Because the lines must stay identical, write out the data without changing anything.
##### Material for the task #####
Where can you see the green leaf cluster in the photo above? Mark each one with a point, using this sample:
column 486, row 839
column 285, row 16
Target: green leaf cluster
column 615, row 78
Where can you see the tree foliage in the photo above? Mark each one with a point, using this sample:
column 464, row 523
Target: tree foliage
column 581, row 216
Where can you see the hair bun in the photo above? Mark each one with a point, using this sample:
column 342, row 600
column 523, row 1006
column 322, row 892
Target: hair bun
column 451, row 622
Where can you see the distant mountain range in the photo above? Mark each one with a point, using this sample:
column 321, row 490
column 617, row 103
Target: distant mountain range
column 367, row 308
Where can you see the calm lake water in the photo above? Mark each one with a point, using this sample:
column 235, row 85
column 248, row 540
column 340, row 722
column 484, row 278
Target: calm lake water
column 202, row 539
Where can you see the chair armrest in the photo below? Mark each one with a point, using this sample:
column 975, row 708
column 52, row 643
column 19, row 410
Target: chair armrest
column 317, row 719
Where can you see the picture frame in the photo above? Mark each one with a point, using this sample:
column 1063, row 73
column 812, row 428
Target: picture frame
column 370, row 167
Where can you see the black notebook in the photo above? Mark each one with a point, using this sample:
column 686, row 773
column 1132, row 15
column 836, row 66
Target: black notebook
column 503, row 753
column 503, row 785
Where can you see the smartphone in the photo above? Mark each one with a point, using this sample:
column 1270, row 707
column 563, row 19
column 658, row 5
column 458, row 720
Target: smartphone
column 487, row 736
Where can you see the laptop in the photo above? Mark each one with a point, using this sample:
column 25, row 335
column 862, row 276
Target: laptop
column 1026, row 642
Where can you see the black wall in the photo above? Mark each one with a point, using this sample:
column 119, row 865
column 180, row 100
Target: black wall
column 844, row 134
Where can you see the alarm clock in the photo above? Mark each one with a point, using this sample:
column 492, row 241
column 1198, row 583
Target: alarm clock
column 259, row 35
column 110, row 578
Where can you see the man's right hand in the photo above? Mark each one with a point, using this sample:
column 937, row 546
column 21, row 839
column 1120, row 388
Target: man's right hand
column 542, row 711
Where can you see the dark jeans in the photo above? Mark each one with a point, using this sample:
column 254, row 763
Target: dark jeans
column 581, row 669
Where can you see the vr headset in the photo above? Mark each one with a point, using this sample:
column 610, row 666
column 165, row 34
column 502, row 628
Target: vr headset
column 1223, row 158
#####
- **Answer to this exercise**
Where can you see the green leaf cluster in the photo above? Mark each one with a point, using this sample:
column 486, row 839
column 285, row 16
Target: green leaf cluster
column 615, row 78
Where can you see the tree foliage in the photo above? Mark each one with a point, using this sample:
column 464, row 523
Target: tree foliage
column 581, row 216
Where can you see the hair bun in the photo above? Mark each one with a point, using this sample:
column 342, row 600
column 523, row 1006
column 322, row 892
Target: hair bun
column 451, row 622
Where can you see the distant mountain range in the photo above? Mark each one with a point, using this sample:
column 321, row 490
column 617, row 103
Target: distant mountain range
column 367, row 308
Where can you see the calm lake water in the photo above? Mark each one with a point, using this sample:
column 235, row 85
column 248, row 540
column 340, row 722
column 484, row 278
Target: calm lake water
column 202, row 539
Where can you see the chair armrest in the photo below? Mark each one with a point, using this sample:
column 975, row 708
column 52, row 643
column 19, row 410
Target: chair armrest
column 317, row 719
Where can you see the picture frame in the photo above? Mark each one with a point, using this sample:
column 1063, row 73
column 812, row 428
Target: picture frame
column 370, row 167
Where can you see the black notebook in the photo above? Mark each one with a point, using this sample:
column 686, row 773
column 1132, row 15
column 836, row 66
Target: black notebook
column 503, row 753
column 503, row 785
Where can you see the smartphone in the photo above? Mark each one with a point, using this sample:
column 1270, row 707
column 563, row 19
column 658, row 5
column 458, row 720
Target: smartphone
column 487, row 736
Where can you see the laptop in the photo above? Mark each one with a point, using this sample:
column 25, row 335
column 862, row 276
Target: laptop
column 1026, row 642
Where can you see the black wall in the photo above? Mark each one with a point, using this sample:
column 119, row 865
column 180, row 100
Target: black wall
column 844, row 134
Where can you see the alarm clock in the photo above? Mark each one with a point, using this sample:
column 492, row 241
column 1198, row 583
Target: alarm clock
column 259, row 35
column 110, row 578
Where can you see the man's right hand in the photo above? Mark each one with a point, using this sample:
column 937, row 546
column 21, row 839
column 1120, row 388
Target: man's right hand
column 542, row 711
Where can you see the dark jeans in the photo above? Mark each one with a point, using this sample:
column 254, row 763
Target: dark jeans
column 581, row 669
Where can you see the vr headset in the photo above? Mark each one with a point, using this sample:
column 610, row 666
column 165, row 34
column 502, row 628
Target: vr headset
column 1223, row 158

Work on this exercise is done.